PASSAGE
Through CBR, we can quantitatively evaluate whether the performance improvement gained from adding specific features is worth the additional cost required. It is particularly important in situations where there is a need to balance decisions between performance improvement and cost.

During the model training, multiple thresholds (thresh) were set for the number of features and obtained their corresponding model performance evaluation metric, F1 score. Then, according to the CBR model, the optimal feature subset was screened in a recursive way. The optimal subset screening of biomarkers using RFECV was presented as Algorithm 2.

Algorithm 2.Recursive Feature Elimination with Cross-Validation (RFECV) algorithm.

Require: candidate feature set, threshold for the number of features thresh;

Ensure: feature set S, model performance evaluation metric F1 score;

1: Initialize the feature set S and set it as the candidate feature set;

2: Define the model performance evaluation metric F1 score;

3: Define the threshold for the number of features thresh;

4: while S is not ∅ do

5: Train the model using the feature set as the training set;

6: Introduce cross-validation to evaluate the model performance;

7: if the number of features = = thresh then

8: Save the current feature set as S;

9: Save the current model performance metric as F1 score;

10: break;

11: end if

12: Reove the least contributing features from S;

13: end while

3 Results

The experimental results were obtained using ten-fold cross-validation to ensure reliability. In each round, nine folds of the datasets were treated as a train set and the other one fold acted as a test set. The train set was used to construct the GSN and select the feature. The test set was utilized to evaluate the model performance. In addition, specific feature experiments and comparative analyses were conducted to validate the effectiveness of the model. Moreover, the proposed method was expanded to identify cancer subtypes related biomarkers as well.

DATASET RECORDS
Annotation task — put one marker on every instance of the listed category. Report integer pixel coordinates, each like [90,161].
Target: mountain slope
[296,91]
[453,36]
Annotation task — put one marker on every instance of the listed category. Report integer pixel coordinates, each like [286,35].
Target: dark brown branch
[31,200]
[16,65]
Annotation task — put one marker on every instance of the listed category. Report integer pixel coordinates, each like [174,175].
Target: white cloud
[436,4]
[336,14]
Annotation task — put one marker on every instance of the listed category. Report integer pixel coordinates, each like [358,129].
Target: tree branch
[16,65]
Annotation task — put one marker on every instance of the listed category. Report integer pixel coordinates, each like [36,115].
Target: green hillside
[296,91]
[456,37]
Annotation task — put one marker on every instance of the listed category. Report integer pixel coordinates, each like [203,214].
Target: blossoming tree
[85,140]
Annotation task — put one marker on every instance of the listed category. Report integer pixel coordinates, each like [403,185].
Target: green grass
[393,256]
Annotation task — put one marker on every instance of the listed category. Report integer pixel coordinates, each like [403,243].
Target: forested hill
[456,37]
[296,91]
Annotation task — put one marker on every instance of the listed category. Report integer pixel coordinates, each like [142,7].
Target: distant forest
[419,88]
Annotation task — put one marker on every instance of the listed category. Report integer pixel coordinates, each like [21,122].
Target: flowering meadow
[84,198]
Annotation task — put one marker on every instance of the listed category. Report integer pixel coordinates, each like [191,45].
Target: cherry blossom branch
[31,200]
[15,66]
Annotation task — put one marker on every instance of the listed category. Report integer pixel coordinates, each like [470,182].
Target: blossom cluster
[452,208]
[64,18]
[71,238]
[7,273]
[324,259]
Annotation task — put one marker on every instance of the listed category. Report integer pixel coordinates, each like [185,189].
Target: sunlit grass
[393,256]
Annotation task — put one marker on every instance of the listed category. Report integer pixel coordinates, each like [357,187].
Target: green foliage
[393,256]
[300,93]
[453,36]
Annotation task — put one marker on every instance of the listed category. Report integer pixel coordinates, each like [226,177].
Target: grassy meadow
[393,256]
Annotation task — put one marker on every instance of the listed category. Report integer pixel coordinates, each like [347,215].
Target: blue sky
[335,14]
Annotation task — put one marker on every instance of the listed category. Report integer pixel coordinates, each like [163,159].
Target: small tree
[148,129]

YOUR TASKS
[1] Write out the stretch of the passage on feature selection from "9: Save the" through "biomarkers as well.".
[2] Continue the passage on feature selection after its last sentence.
The rows have no connection to the passage on feature selection.

ANSWERS PER TASK
[1]
9: Save the current model performance metric as F1 score;

10: break;

11: end if

12: Reove the least contributing features from S;

13: end while

3 Results

The experimental results were obtained using ten-fold cross-validation to ensure reliability. In each round, nine folds of the datasets were treated as a train set and the other one fold acted as a test set. The train set was used to construct the GSN and select the feature. The test set was utilized to evaluate the model performance. In addition, specific feature experiments and comparative analyses were conducted to validate the effectiveness of the model. Moreover, the proposed method was expanded to identify cancer subtypes related biomarkers as well.

[2]
3.1 Specific feature experiments

Specific feature experiments were conducted in the following two steps. Firstly, the important parameters were introduced including the CBR and number of features. Secondly, the stage-specific biomarkers in LUAD and BRCA datasets were identified. The effectiveness of the identified biomarker were performed through enrichment analysis.

3.1.1 Setting of the important parameter

CBR was designed as a key parameter to assist in screening the optimal feature set, which is directly related to the number of features. The proposed methods were conducted on LUAD and BRCA datasets to determine a series of feature counts, and the F1 scores and CBRs were calculated through the experiments which was summarized in Table 2.

Table 2

Table 2. F1 score and CBR for multi-class classification in stages of LUAD and BRCA at different feature quantity thresholds.

From the table, it is shown that in LUAD datasets, as the number of features increases, the F1 score generally improves, but the CBR shows non-monotonic variations. Therefore, to further illustrate the relationship between CBR and the number of features, their relationship in LUAD datasets was plotted in Figure 2. In the figure, the CBR values were compared with 0.5, as this threshold is often used as a balancing point. When the CBR is greater than 0.5, it indicates a profitable decision, while a CBR lower than 0.5 suggests a cost-effective decision.

Figure 2

Figure 2. The relationship between CBR and number of features in LUAD datasets. The red dotted line represents CBR = 0.5 for parameter setting. From the figure, the best number of features in LUAD datasets is 7.

Therefore, the CBR metric was utilized to determine the optimal number of features.

Starting with a small number of features and gradually increasing, the point was identified where the first CBR value fell below 0.5.

The CBR indicates the overall benefit of adding a new feature to the model. Therefore, the feature count just before this point was identified as the optimal number of features.

3.1.2 Stage-specific biomarkers

Based on the parameter setting, features with CBR values greater than 0.5 were selected to maximize the F1 score. The obtained biomarkers were in the form of gene pairs or edges.

Compared with the node features, the edge biomarkers could better capture the interaction relationships between genes, aiding in understanding the structure and functionality of gene networks.

The edge features could reflect the interplay and coordinated regulation among genes, revealing more details about biological processes and disease development.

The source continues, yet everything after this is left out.